#### [PROBLEM DESCRIPTION]
List the part of the data below that begins with the line containing "[indicate] the apartment" and ends with the line containing "(1003, 212)", including both of those lines. Number each line and leave out any blank lines.

#### [RECORDS SHOWN]
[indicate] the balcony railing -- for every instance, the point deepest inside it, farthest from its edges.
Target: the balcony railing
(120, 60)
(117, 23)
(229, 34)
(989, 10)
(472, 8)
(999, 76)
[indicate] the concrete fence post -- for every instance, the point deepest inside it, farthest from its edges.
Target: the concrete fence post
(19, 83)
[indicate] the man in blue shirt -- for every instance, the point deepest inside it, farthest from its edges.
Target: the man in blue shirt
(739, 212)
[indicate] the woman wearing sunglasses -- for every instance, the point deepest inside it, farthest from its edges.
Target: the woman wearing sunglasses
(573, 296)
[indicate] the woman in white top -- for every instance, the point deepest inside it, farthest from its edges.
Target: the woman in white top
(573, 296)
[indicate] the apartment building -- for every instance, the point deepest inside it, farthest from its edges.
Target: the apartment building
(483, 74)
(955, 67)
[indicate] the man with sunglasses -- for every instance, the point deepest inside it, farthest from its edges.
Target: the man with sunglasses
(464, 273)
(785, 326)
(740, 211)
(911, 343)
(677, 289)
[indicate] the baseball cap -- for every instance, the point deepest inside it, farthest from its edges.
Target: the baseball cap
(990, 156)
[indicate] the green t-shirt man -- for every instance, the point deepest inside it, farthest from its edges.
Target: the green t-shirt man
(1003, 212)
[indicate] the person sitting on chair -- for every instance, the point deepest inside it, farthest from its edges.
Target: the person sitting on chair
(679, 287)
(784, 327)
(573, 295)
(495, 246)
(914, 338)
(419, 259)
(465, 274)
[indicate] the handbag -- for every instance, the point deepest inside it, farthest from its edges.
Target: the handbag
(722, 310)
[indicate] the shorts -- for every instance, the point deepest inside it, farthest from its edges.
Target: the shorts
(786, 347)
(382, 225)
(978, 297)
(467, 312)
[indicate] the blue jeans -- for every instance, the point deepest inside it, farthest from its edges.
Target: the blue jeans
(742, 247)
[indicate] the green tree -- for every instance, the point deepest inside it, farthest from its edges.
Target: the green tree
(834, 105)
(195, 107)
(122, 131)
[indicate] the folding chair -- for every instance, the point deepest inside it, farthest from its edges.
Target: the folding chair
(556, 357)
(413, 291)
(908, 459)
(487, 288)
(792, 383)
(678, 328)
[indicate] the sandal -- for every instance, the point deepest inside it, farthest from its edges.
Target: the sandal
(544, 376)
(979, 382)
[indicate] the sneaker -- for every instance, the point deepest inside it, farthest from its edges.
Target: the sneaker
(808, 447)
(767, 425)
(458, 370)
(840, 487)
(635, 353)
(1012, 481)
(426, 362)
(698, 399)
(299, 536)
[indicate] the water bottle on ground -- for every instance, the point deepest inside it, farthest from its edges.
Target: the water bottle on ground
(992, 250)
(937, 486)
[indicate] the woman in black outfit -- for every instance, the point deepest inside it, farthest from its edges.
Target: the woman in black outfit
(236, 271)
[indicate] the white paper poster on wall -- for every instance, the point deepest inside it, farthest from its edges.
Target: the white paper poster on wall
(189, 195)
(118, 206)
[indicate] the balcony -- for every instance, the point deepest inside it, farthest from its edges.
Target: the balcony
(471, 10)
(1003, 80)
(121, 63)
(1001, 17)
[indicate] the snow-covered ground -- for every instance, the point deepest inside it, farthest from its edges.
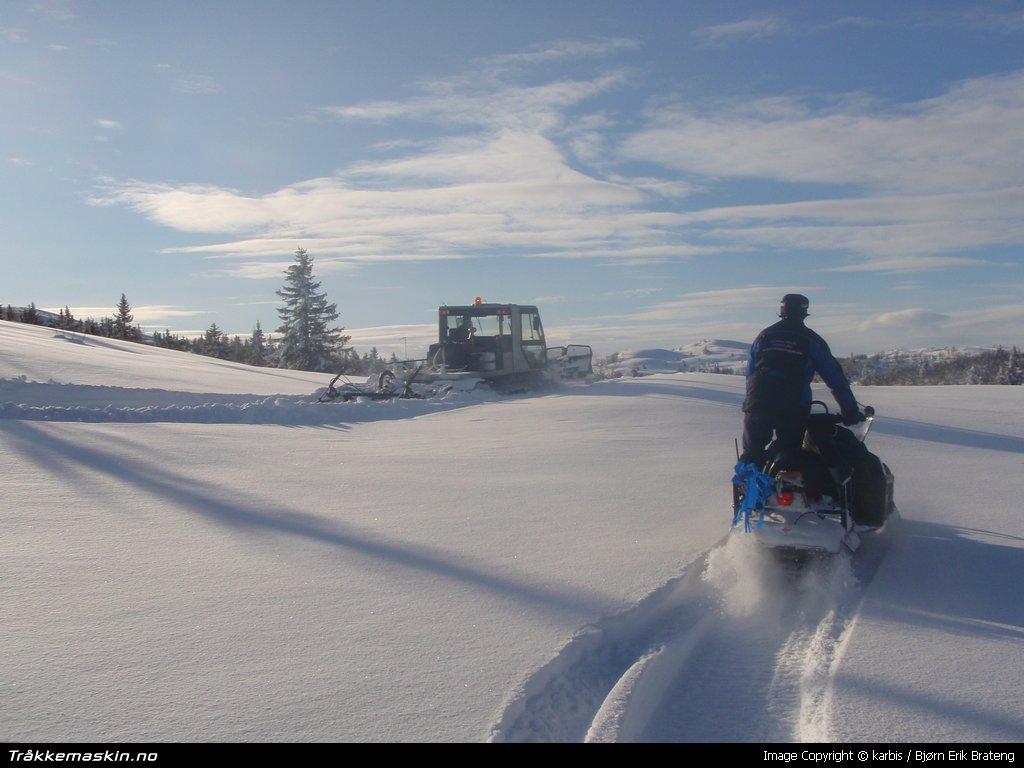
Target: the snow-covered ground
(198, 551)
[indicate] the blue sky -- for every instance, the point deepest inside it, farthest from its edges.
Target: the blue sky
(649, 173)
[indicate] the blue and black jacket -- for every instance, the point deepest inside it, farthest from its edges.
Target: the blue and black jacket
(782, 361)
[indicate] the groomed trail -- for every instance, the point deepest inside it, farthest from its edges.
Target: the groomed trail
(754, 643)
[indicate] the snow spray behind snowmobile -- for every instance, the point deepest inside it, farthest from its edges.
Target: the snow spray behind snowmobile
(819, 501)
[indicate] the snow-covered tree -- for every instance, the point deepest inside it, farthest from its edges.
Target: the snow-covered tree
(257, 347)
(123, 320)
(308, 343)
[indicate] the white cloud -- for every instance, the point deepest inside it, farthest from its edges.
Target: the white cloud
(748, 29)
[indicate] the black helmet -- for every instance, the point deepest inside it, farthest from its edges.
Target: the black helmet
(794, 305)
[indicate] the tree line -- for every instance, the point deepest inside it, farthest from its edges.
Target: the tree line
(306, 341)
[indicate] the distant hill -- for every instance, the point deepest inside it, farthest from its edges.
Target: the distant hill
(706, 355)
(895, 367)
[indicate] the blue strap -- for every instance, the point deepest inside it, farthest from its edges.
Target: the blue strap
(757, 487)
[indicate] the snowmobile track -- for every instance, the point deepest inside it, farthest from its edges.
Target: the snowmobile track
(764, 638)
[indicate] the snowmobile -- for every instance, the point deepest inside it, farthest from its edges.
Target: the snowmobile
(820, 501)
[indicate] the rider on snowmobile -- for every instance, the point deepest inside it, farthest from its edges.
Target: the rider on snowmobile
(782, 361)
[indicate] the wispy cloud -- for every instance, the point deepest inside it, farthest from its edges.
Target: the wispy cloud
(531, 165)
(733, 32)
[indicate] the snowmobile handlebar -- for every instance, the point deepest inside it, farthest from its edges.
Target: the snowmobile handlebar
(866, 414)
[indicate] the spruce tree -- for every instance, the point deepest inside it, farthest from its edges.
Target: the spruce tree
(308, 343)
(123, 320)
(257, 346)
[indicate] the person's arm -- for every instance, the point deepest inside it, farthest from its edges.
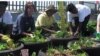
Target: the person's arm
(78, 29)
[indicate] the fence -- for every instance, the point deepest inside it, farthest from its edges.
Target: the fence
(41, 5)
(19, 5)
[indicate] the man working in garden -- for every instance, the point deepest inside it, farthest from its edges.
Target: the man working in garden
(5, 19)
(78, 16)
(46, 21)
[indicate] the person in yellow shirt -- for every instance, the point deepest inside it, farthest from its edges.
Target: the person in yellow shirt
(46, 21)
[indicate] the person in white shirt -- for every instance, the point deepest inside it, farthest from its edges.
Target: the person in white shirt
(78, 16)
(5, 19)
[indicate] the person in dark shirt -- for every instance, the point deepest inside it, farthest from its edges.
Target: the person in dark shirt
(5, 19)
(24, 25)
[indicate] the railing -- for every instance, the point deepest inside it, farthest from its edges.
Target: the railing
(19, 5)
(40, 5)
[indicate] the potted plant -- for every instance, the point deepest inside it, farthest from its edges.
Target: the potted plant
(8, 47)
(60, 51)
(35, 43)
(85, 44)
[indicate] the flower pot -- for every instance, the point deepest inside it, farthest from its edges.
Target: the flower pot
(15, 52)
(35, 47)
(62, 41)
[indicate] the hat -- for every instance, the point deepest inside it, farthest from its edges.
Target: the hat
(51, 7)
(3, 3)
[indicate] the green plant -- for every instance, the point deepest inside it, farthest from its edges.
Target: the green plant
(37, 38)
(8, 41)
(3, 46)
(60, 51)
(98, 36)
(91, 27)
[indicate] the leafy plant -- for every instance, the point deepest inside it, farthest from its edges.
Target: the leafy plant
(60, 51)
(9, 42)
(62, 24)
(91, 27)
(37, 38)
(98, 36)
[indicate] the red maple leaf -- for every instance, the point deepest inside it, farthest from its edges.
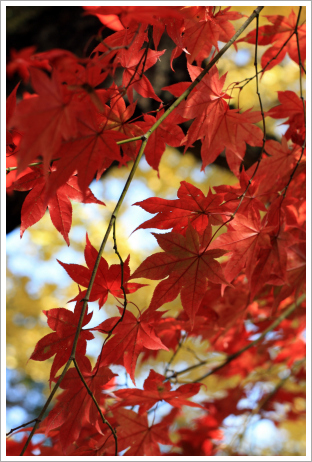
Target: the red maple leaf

#### [TASK ANSWER]
1. [indicate] the apartment building -- for every instance, the point deepest inside it, farthest from its edges.
2. Target: the apartment building
3. (483, 74)
4. (955, 67)
5. [indicate] the man with sunglasses -- for every instance, the point deepest inside it, farthest from its edges.
6. Target: the man with sunglasses
7. (464, 273)
8. (785, 326)
9. (740, 211)
10. (911, 343)
11. (677, 289)
12. [indicate] the baseball cap -- for every instance, the point deepest inside it, farthest from its edges.
13. Target: the baseball cap
14. (990, 156)
15. [indicate] the green t-shirt man -- for every instance, the point deepest inside it, farthest from its edges.
16. Target: the green t-shirt man
17. (1003, 212)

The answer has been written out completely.